Stored items:
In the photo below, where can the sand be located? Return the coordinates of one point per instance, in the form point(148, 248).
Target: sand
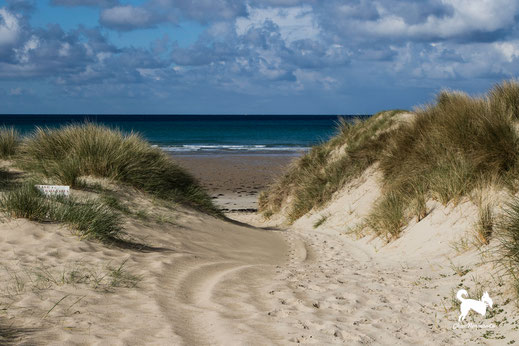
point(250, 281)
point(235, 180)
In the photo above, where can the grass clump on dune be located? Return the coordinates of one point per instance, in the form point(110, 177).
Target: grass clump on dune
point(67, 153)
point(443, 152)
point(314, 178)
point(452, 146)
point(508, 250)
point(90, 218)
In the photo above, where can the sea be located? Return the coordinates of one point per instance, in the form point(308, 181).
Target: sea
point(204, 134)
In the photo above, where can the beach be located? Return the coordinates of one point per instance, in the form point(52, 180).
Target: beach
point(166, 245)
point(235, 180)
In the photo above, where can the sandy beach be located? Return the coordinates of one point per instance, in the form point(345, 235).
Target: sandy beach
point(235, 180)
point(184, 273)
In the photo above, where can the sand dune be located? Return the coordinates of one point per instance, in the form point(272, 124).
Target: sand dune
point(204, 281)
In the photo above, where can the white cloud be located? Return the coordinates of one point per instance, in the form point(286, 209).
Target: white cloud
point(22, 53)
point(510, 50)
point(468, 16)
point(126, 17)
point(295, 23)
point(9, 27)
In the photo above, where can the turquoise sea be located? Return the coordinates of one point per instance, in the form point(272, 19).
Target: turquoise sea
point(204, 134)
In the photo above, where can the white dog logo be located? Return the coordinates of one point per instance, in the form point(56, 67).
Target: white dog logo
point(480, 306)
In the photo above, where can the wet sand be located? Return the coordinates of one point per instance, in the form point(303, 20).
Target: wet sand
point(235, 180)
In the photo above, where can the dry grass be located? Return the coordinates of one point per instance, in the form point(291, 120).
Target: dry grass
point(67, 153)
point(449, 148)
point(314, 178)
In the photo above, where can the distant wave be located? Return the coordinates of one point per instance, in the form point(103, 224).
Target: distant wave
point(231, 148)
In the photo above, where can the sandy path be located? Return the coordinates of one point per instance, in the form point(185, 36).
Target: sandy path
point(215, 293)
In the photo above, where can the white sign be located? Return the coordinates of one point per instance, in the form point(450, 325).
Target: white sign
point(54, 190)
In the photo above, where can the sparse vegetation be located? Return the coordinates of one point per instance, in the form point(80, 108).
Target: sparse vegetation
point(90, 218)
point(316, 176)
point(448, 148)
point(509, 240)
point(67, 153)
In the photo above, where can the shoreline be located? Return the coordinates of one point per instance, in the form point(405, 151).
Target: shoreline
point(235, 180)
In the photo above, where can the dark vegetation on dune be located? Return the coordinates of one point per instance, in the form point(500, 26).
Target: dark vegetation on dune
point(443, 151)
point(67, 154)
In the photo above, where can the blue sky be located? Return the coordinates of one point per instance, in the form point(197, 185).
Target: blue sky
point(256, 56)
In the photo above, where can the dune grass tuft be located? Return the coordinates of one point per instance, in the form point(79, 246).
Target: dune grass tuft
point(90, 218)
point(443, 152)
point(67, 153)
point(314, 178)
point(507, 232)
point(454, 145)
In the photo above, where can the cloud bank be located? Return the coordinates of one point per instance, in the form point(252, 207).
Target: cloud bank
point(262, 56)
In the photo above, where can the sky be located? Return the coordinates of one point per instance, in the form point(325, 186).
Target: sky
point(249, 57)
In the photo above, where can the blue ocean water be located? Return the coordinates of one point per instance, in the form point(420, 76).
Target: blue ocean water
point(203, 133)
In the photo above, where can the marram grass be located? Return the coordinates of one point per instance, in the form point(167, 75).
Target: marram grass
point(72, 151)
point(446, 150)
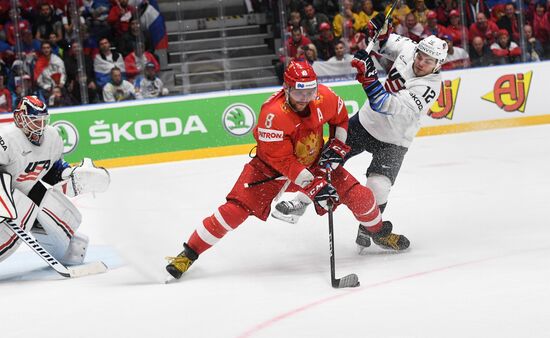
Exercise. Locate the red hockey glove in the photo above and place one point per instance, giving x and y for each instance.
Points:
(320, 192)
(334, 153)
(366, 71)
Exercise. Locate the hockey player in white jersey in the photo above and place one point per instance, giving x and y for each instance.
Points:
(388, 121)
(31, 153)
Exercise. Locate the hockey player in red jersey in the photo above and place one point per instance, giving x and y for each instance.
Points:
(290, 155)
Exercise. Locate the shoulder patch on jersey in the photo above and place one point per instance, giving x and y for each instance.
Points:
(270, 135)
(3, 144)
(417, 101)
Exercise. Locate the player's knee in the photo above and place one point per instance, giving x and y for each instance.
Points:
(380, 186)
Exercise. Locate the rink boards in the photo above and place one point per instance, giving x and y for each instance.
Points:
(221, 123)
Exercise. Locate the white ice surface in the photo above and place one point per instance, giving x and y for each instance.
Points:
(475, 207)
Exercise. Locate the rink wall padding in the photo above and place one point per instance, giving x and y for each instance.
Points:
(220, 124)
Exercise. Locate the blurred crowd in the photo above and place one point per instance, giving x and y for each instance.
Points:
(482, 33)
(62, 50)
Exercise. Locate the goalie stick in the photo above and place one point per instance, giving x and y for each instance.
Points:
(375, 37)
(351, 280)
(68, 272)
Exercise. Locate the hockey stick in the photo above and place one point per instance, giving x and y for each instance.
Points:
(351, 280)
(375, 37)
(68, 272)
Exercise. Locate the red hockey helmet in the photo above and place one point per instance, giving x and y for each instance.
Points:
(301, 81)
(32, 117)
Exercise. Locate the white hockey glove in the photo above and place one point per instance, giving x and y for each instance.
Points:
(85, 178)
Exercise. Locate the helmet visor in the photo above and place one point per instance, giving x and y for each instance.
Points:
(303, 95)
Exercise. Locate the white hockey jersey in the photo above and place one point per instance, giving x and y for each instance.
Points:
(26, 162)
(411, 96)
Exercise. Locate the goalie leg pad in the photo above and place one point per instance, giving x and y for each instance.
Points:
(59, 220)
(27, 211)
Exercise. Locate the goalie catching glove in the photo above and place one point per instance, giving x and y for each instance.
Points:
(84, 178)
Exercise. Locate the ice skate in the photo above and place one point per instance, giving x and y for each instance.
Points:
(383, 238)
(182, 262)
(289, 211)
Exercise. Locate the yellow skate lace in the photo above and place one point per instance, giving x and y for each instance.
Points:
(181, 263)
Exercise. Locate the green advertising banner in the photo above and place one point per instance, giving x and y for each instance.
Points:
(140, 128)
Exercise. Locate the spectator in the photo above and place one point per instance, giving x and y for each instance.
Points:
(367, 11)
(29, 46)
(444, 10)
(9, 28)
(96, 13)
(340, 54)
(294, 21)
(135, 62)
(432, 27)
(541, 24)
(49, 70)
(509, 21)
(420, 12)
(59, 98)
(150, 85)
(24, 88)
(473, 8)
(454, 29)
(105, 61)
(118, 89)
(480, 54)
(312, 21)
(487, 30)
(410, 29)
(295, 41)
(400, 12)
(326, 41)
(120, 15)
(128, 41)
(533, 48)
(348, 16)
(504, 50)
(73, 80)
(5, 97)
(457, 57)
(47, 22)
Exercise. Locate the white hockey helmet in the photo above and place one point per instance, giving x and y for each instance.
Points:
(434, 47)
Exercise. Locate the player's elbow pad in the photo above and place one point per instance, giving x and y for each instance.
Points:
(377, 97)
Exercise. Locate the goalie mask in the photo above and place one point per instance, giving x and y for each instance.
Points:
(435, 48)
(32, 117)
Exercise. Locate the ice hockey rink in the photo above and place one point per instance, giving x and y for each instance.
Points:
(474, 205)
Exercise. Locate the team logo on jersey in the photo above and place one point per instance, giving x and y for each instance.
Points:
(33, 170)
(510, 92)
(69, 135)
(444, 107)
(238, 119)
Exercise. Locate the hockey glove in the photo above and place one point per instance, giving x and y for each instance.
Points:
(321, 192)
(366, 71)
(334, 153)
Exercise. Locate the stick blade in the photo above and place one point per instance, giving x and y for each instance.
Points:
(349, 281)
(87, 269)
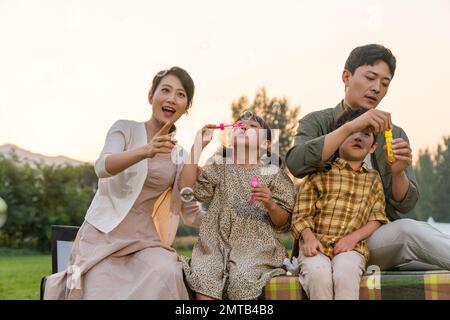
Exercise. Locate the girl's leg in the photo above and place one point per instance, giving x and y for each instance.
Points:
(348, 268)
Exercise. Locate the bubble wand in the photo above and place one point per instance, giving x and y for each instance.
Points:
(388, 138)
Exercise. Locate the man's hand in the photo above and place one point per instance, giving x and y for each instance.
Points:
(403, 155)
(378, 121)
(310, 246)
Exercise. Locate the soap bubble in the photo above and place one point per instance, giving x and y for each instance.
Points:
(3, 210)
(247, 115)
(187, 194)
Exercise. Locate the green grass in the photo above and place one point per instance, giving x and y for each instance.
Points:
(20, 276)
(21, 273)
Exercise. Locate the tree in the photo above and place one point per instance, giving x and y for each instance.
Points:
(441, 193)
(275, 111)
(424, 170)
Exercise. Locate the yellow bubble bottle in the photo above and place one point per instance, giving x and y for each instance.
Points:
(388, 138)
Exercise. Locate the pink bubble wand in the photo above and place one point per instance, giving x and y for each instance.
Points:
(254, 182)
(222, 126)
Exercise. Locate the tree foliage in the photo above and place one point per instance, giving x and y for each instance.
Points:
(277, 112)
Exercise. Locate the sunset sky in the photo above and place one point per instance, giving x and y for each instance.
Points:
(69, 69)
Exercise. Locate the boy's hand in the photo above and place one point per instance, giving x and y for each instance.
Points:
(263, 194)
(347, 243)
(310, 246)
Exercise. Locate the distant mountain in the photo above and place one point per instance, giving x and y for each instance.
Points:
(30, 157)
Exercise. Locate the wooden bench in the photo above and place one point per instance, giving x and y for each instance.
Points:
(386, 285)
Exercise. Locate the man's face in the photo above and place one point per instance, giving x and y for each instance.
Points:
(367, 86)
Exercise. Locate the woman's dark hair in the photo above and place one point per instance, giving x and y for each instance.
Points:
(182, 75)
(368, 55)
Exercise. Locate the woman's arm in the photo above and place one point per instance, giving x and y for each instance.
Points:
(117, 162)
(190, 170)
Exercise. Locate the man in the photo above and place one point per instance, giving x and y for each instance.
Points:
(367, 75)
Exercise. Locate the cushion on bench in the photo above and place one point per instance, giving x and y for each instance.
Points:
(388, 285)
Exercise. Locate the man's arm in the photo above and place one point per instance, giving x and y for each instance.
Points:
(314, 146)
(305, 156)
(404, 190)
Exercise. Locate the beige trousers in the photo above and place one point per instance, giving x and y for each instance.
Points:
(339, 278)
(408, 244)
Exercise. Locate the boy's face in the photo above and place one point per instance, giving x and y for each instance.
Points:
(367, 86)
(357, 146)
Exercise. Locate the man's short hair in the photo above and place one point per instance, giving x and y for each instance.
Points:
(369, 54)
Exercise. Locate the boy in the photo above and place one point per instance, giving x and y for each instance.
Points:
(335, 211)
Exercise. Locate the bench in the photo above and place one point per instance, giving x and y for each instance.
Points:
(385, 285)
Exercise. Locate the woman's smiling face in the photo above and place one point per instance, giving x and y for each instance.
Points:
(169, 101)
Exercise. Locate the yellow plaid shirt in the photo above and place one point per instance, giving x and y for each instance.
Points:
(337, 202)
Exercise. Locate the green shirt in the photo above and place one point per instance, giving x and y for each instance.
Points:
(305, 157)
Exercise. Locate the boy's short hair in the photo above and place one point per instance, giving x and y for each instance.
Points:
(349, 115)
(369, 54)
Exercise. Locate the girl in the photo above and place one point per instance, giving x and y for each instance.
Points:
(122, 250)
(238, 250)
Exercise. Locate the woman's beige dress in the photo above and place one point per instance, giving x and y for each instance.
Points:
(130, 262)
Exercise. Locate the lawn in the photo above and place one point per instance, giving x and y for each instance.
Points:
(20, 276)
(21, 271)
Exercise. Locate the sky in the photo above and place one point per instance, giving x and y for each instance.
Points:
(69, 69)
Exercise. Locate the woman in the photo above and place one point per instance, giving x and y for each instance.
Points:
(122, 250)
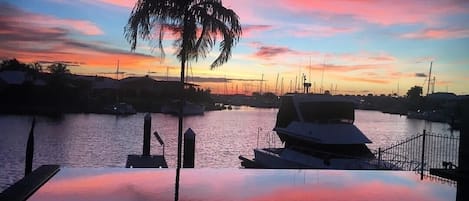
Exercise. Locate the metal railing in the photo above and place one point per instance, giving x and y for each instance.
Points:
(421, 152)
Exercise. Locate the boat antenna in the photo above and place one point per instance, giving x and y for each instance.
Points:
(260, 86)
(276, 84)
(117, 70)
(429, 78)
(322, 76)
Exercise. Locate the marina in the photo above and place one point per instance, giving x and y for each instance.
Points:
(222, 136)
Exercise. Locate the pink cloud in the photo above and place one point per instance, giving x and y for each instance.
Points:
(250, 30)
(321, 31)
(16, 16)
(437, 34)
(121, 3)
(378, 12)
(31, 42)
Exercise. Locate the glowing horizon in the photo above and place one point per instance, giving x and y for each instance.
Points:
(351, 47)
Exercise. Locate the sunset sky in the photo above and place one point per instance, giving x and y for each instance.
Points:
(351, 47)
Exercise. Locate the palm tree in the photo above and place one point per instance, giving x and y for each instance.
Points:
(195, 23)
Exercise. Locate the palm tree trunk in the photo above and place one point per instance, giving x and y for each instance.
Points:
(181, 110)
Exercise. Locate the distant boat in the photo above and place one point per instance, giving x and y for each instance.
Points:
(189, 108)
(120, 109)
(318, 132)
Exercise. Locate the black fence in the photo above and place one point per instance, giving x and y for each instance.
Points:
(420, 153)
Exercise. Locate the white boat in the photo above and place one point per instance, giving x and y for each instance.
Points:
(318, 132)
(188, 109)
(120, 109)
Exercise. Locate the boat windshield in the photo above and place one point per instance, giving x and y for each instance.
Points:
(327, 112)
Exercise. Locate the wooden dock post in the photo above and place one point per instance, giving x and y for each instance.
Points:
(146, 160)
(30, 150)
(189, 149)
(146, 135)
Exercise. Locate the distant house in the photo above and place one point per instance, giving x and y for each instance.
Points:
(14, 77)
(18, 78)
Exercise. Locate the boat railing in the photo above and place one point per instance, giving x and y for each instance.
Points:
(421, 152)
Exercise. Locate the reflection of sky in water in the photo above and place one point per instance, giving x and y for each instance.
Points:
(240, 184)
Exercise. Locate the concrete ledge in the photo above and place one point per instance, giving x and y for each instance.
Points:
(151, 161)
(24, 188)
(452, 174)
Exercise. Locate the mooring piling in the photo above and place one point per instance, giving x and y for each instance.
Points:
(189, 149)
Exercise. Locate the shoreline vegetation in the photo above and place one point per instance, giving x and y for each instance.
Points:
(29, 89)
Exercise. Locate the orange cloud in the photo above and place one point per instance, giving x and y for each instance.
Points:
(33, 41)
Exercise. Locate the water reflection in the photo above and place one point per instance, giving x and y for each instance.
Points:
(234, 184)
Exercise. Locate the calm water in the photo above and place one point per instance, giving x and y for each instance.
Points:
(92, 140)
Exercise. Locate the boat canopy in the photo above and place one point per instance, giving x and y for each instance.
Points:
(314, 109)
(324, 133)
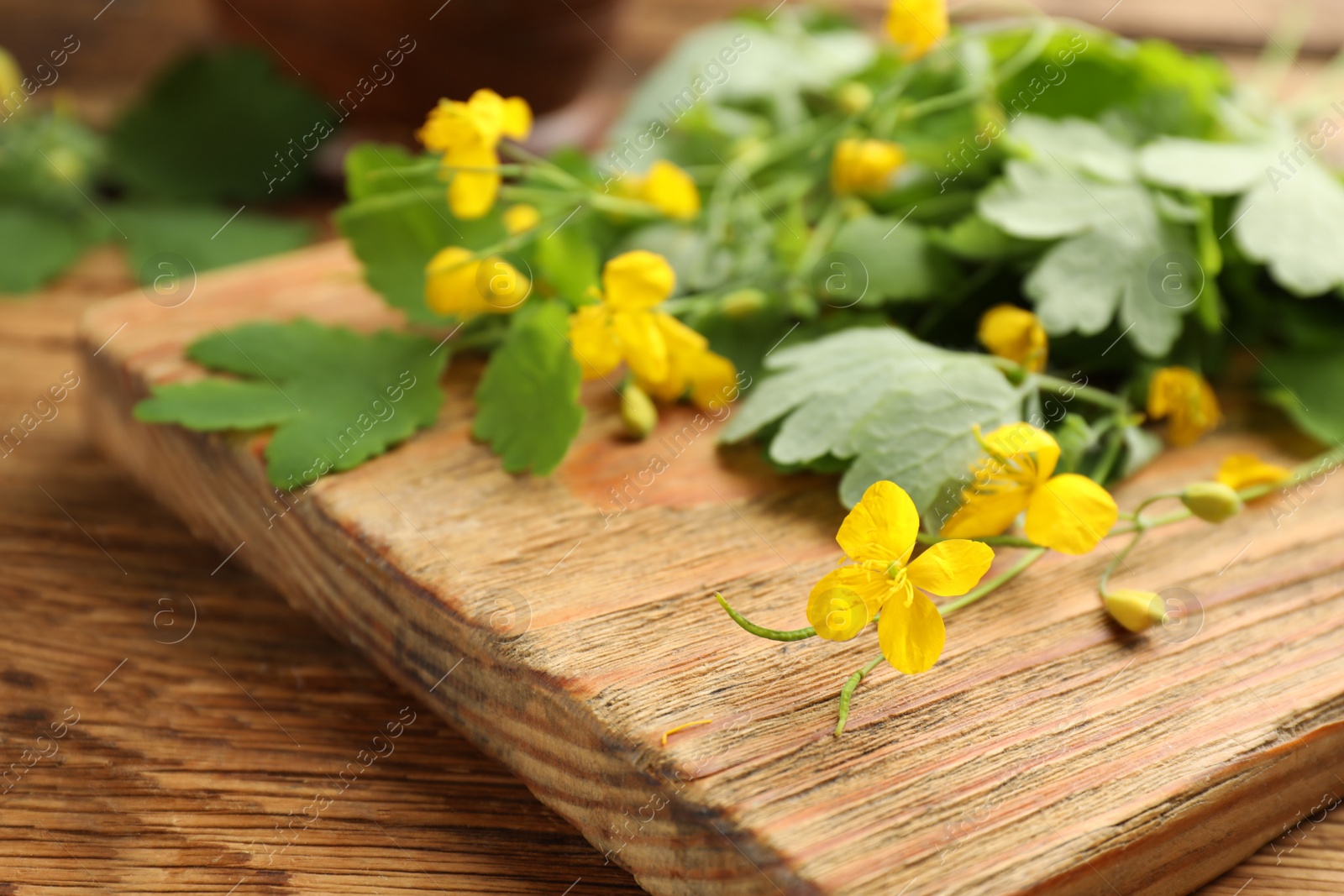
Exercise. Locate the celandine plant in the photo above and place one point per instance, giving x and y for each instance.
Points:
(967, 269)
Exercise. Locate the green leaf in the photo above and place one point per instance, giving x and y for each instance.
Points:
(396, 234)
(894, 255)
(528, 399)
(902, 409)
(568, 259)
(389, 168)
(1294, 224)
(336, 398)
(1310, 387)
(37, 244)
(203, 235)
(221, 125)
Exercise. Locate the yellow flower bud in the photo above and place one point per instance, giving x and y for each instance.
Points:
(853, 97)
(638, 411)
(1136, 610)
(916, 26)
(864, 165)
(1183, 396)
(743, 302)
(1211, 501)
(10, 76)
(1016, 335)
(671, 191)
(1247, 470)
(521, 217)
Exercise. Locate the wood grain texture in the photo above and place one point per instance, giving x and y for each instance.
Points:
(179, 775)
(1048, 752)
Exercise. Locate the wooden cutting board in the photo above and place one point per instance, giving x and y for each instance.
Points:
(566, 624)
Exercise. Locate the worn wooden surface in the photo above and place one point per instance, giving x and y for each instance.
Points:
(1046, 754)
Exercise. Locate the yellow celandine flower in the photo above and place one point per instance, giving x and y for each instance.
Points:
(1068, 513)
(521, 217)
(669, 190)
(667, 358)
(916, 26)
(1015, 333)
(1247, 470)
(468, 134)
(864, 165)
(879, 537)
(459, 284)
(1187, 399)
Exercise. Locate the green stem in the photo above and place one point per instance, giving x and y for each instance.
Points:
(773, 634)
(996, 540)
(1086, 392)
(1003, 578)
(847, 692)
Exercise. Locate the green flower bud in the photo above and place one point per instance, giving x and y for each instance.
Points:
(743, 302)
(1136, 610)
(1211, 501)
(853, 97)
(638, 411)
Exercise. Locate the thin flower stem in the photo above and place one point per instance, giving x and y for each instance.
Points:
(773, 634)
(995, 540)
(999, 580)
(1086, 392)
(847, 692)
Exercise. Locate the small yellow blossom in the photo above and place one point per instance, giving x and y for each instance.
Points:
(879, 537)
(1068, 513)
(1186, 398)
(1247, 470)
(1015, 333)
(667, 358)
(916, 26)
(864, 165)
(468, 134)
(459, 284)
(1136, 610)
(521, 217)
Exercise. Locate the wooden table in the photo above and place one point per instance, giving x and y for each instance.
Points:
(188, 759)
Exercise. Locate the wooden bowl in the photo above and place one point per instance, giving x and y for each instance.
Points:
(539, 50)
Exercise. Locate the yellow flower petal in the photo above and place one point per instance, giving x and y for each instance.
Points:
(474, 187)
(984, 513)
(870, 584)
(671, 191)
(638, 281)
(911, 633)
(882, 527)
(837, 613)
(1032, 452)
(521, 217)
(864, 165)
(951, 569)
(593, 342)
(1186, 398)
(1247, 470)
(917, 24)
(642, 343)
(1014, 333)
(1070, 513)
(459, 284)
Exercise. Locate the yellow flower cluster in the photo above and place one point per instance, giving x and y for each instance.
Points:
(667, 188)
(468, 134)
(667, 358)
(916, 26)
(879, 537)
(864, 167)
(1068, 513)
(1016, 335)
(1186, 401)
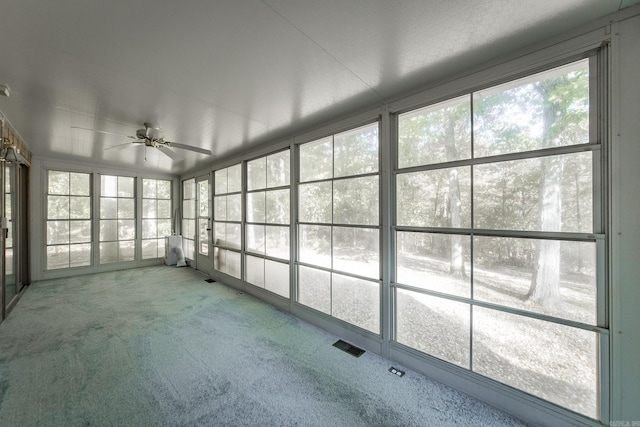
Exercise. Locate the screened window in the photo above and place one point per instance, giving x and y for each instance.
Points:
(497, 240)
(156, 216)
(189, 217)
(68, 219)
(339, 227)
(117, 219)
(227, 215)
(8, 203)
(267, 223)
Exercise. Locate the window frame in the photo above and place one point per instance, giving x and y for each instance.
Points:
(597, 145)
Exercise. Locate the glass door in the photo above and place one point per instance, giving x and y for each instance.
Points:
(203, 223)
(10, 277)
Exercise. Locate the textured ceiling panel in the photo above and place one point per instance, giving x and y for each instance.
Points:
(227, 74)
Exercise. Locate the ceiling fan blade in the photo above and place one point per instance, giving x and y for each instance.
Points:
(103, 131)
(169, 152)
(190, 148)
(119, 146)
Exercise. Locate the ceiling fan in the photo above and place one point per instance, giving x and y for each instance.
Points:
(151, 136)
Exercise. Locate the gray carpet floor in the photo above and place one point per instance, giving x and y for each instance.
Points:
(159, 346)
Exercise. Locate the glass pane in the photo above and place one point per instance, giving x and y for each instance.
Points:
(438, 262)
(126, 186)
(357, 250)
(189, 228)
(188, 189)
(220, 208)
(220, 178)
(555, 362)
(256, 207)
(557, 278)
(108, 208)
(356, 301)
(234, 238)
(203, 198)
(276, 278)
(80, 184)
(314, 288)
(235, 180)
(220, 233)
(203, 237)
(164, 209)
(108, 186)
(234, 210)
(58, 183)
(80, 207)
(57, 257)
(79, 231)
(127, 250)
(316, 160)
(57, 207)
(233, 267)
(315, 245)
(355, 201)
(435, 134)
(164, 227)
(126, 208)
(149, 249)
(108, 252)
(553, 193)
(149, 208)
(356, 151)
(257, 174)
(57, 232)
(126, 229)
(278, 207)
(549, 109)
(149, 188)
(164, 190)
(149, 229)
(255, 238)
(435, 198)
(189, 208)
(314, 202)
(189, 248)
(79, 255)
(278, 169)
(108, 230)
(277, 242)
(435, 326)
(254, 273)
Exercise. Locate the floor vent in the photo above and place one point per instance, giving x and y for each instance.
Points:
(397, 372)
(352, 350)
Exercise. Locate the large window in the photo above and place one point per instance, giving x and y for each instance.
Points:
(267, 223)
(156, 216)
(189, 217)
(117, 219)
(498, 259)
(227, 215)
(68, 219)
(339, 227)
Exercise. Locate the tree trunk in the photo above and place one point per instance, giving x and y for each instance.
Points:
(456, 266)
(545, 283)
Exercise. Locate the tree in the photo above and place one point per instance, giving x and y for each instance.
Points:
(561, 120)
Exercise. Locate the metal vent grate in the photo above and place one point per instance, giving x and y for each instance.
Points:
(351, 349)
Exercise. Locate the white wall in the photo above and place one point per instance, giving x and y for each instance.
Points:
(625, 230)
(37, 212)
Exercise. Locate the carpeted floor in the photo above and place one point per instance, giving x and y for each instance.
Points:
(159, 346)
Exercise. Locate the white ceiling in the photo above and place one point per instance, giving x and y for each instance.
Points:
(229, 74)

*Exercise objective*
Every line in the records above that contains the word "celandine" should be copied out.

*Expected answer*
Exercise. Locate the celandine plant in the photo above and place one point per instance, giving x and y for each instance.
Exercise. Locate the yellow celandine flower in the photo above and place one point per instance, giving x and y for each instance.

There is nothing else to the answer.